What you have to do: Will you pull every line of the data below out word for word, leaving the pictures out of your answer?

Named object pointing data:

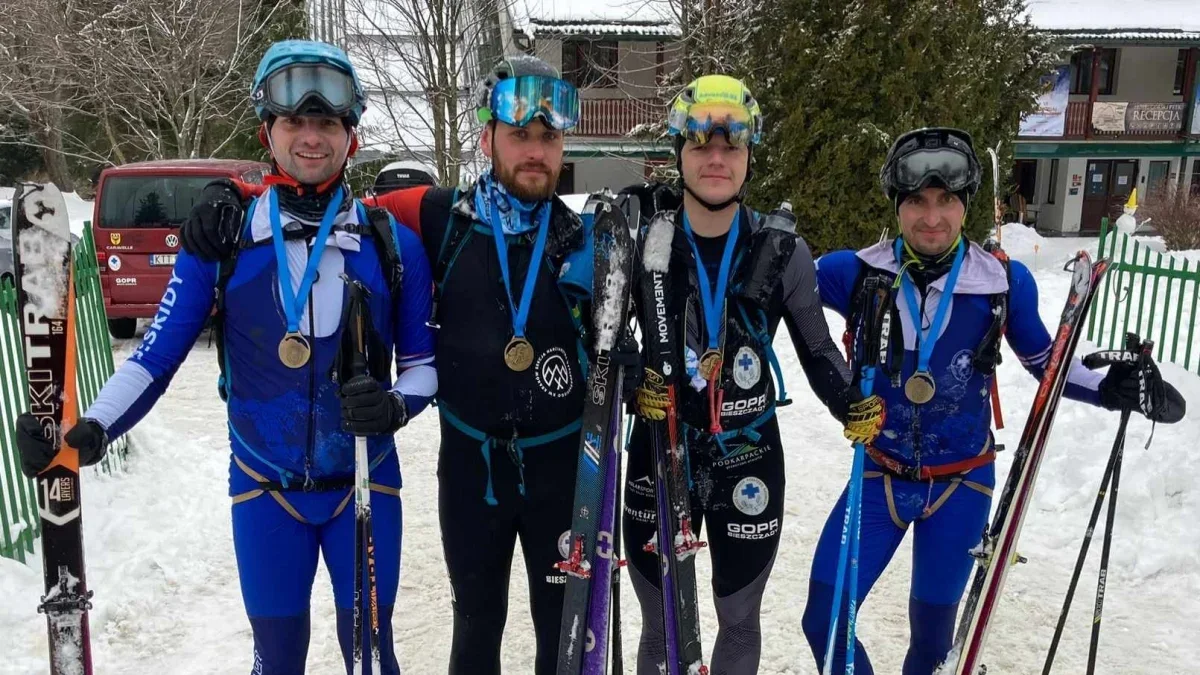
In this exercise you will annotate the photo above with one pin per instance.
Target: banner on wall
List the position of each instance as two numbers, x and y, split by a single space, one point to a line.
1050 117
1156 117
1195 109
1109 117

Task output:
In this exercise you will annotate the photo above with one pin per instance.
Target: banner on wall
List the position of each instance as two numbers, x and y, split by a single space, one point to a line.
1050 117
1156 117
1195 109
1109 117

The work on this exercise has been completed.